§ **Excerpt provided**:
-=-=-

Electricity from straw
February 3, 2009
The new biogas plant is the first-ever to run exclusively on waste material such as corn stalks. There is no need to add edible crops. Credit: Fraunhofer IKTS
Researchers have developed the first-ever biogas plant to run purely on waste instead of edible raw materials -- transforming waste into valuable material. The plant generates 30 percent more biogas than its predecessors. A fuel cell efficiently converts the gas into electricity.
"Corn belongs in the kitchen, not in biogas facilities" - objections like this can be heard more and more frequently. They are protesting against the fermentation of foodstuffs in biogas plants that generate electricity and heat. One thing the opponents are afraid of is that generating electricity in this way will cause food prices to escalate. In collaboration with several small and medium-sized enterprises, research scientists at the Fraunhofer Institute for Ceramic Technologies and Systems IKTS in Dresden have developed the first-ever biogas plant that works entirely without edible raw materials.
"In our pilot plant, we exclusively use agricultural waste such as corn stalks - that is, the corn plants without the cobs. This allows us to generate 30 percent more biogas than in conventional facilities," says IKTS head of department Dr. Michael Stelter. Until now, biogas plants have only been able to process a certain proportion of waste material, as this tends to be more difficult to convert into biogas than pure cereal crops or corn, for instance.

-=-=-

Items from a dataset
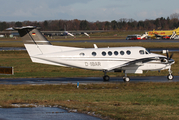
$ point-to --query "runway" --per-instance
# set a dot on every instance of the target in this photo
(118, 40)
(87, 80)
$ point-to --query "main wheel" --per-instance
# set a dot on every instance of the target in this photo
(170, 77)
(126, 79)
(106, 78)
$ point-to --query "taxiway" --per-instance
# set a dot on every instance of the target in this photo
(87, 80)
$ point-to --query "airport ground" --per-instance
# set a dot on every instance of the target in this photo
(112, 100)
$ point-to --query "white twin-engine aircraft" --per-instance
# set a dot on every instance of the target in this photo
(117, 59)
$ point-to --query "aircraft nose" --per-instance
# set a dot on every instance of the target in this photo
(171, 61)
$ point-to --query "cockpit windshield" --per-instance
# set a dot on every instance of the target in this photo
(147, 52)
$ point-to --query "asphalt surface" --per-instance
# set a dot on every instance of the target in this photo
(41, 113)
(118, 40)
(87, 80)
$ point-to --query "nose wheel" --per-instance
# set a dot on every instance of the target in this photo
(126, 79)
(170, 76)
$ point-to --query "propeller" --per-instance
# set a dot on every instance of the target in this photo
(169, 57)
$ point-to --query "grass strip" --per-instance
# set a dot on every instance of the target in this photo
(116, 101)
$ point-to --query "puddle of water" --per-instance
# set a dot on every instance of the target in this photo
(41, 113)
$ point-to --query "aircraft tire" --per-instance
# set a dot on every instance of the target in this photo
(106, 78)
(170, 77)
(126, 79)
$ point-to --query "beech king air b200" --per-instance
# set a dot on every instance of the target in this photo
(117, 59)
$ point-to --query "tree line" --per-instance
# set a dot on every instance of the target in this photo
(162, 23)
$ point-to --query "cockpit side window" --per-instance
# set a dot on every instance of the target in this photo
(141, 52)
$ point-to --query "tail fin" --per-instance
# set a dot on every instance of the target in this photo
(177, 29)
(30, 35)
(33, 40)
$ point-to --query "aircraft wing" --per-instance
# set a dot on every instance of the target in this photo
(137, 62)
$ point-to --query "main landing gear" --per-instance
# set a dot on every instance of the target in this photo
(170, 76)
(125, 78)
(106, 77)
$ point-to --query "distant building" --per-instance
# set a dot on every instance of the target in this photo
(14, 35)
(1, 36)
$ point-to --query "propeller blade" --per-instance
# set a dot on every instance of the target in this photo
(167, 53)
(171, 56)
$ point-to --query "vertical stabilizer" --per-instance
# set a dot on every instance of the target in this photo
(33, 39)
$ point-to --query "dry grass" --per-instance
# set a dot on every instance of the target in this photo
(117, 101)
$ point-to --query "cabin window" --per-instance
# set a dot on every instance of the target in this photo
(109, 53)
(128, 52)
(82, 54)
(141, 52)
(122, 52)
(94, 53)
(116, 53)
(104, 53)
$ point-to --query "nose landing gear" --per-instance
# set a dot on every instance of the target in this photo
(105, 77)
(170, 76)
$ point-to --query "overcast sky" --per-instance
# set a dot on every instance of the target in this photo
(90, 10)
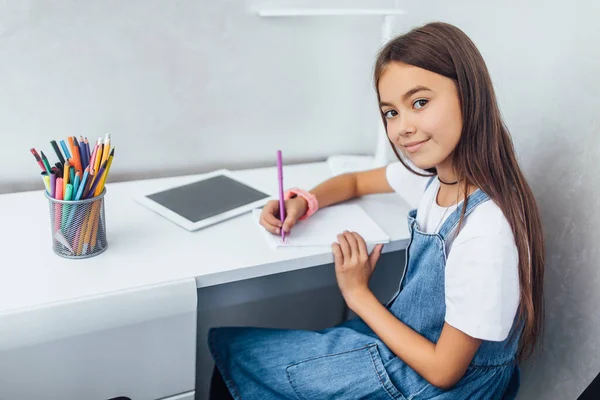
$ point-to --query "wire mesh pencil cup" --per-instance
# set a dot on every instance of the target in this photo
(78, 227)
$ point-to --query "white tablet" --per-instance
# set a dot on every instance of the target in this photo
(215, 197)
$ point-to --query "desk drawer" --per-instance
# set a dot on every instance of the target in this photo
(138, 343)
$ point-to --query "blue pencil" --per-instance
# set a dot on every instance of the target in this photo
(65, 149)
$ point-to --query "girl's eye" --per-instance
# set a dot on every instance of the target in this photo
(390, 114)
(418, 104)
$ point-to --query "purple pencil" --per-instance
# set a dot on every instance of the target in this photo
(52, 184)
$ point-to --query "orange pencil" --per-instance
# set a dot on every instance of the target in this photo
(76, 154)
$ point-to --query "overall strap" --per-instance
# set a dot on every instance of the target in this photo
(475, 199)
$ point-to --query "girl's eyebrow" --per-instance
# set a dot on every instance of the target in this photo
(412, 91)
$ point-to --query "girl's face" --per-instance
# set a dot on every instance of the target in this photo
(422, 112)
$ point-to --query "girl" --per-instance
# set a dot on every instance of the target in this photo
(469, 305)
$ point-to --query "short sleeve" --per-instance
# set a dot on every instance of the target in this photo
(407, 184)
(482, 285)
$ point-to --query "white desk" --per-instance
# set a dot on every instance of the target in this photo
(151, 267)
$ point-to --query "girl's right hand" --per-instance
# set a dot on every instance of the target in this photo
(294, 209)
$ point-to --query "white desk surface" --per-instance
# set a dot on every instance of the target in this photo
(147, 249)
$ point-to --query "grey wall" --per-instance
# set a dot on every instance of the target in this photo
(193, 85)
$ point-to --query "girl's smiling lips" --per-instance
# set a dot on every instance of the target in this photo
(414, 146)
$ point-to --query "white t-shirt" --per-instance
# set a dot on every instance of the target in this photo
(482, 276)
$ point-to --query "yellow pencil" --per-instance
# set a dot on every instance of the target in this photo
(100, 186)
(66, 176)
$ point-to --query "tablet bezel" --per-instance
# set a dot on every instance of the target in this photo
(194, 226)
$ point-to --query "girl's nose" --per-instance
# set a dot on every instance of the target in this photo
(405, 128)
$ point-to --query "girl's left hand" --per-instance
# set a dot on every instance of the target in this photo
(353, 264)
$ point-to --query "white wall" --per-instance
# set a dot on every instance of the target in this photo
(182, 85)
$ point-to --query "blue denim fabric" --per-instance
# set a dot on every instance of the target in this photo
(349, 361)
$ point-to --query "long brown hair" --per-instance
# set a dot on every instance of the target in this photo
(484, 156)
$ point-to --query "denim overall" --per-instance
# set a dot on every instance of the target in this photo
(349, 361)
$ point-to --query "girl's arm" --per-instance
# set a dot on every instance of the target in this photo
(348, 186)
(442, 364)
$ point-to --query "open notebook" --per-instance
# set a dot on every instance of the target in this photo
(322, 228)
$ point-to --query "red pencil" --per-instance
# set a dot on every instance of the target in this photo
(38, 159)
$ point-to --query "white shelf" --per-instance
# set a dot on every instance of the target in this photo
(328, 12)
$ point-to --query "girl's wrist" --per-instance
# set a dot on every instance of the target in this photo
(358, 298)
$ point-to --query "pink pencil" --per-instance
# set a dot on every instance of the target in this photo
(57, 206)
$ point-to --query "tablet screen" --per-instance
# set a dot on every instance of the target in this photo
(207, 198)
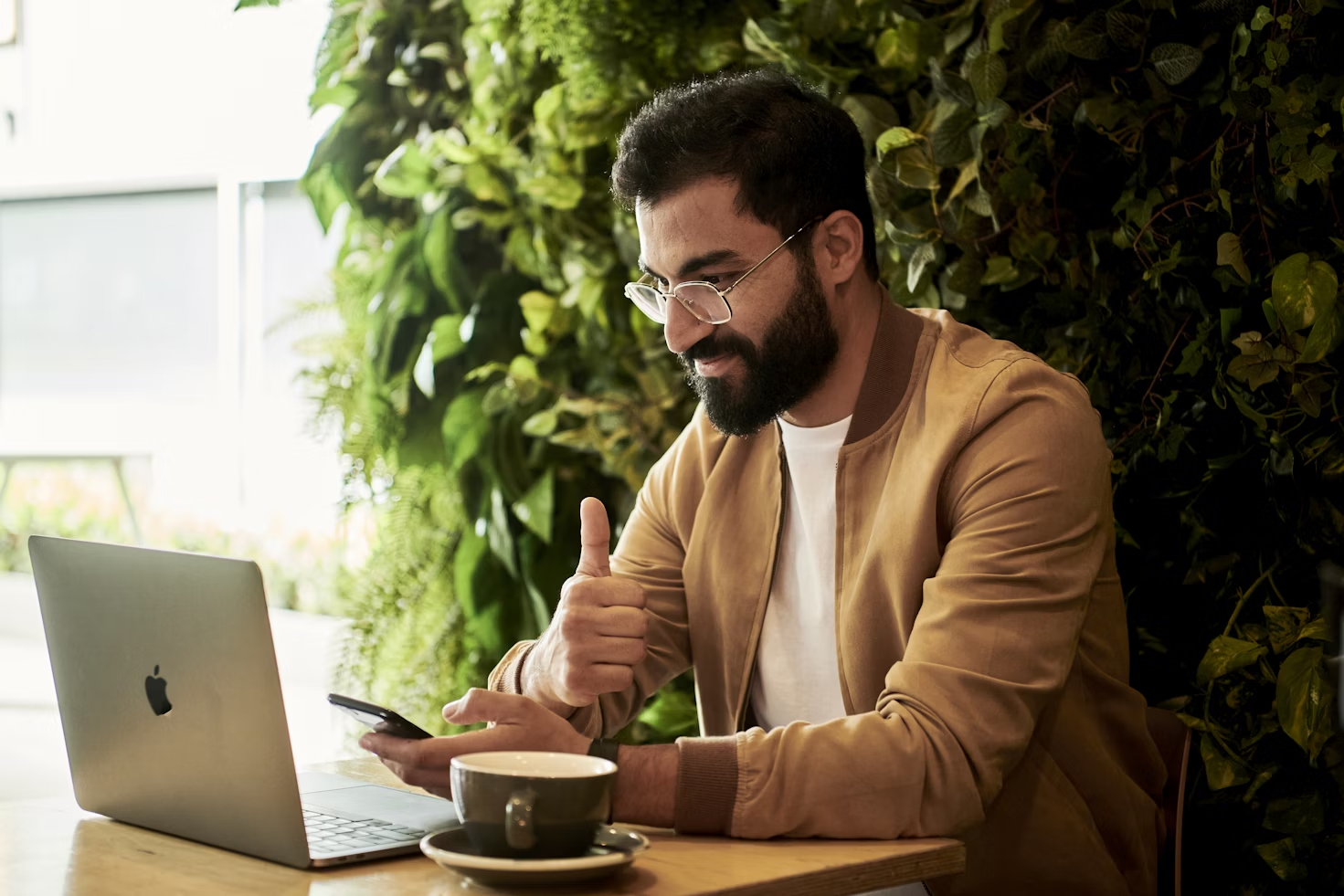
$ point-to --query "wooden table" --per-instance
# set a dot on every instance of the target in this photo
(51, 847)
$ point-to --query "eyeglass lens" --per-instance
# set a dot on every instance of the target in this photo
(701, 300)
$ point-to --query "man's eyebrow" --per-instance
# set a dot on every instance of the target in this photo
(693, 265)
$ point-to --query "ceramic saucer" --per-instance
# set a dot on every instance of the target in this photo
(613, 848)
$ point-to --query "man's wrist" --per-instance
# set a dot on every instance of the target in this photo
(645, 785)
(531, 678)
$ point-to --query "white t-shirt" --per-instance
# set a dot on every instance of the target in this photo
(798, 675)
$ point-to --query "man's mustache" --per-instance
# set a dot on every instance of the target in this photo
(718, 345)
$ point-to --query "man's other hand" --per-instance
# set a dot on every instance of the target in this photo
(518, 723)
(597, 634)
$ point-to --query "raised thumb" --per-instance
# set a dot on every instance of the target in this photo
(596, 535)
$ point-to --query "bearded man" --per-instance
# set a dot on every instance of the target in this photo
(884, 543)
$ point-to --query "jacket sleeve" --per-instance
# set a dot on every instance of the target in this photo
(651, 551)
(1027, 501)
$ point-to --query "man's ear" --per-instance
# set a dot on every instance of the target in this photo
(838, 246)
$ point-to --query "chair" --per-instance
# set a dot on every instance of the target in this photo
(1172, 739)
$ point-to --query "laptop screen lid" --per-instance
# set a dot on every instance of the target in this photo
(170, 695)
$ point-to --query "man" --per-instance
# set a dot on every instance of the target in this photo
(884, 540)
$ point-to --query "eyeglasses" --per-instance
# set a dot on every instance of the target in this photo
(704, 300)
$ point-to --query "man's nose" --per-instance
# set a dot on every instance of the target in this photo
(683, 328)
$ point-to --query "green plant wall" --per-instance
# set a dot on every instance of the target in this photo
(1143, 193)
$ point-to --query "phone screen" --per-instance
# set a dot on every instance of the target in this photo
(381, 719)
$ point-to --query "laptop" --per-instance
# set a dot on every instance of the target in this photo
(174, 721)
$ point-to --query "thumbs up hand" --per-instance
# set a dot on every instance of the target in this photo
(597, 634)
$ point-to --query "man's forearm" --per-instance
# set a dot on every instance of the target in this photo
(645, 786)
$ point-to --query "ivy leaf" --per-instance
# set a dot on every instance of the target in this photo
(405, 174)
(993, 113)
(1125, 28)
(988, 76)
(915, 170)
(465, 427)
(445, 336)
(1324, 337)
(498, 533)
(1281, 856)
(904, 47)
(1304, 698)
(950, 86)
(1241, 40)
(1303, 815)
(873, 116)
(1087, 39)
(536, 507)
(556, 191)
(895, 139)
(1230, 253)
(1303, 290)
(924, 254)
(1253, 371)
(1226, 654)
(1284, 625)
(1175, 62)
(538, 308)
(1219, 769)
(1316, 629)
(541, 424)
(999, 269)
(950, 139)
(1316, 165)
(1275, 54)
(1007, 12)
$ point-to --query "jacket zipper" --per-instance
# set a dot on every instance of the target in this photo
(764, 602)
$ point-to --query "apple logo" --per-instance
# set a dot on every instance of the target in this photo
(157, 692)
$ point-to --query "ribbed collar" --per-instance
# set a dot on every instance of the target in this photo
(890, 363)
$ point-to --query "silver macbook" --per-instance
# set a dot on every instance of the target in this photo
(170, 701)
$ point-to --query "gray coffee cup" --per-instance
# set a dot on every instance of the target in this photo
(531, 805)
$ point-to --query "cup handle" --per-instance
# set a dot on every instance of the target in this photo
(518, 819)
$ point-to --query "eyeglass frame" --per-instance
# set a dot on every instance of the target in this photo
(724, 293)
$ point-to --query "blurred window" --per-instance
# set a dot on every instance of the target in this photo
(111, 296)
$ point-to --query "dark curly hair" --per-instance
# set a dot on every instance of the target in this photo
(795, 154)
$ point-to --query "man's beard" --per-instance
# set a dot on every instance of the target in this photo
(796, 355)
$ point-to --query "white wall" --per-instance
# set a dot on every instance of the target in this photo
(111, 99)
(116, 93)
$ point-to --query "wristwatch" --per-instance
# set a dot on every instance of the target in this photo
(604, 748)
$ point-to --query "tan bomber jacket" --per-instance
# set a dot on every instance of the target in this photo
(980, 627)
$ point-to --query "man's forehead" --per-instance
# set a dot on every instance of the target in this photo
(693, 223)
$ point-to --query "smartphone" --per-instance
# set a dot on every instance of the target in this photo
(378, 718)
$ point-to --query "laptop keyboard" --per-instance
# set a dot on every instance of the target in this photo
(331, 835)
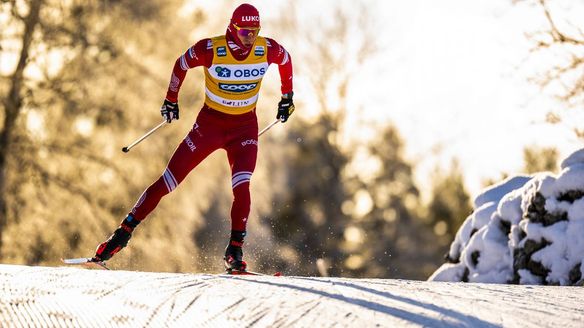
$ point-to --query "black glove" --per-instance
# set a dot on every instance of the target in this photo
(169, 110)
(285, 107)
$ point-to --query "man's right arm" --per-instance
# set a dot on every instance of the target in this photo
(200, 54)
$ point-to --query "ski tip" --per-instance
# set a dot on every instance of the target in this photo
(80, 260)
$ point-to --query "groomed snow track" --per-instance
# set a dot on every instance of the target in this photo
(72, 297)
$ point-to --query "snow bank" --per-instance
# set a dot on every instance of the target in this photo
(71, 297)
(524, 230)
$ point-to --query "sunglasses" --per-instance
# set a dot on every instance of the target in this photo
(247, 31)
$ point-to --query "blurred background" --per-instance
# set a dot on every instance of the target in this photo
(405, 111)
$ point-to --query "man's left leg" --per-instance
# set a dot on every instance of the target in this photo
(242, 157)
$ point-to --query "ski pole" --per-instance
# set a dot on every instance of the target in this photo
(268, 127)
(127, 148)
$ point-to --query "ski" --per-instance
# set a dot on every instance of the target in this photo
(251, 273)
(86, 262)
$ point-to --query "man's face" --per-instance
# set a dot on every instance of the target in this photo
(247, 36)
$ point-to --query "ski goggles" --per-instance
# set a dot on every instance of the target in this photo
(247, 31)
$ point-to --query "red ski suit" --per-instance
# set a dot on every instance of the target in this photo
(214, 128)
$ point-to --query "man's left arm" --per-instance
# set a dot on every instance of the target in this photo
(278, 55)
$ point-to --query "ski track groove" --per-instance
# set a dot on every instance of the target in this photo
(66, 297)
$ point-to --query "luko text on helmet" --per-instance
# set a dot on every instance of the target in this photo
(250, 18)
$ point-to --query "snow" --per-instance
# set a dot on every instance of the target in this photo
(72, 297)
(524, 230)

-=-=-

§ **Goal of the exercise**:
Answer these questions from the article on the biogas plant:
(a) What converts the gas into electricity?
(b) In which city is the Fraunhofer Institute for Ceramic Technologies and Systems IKTS?
(c) What is Dr. Michael Stelter's position?

§ **Exercise output**:
(a) A fuel cell.
(b) Dresden.
(c) IKTS head of department.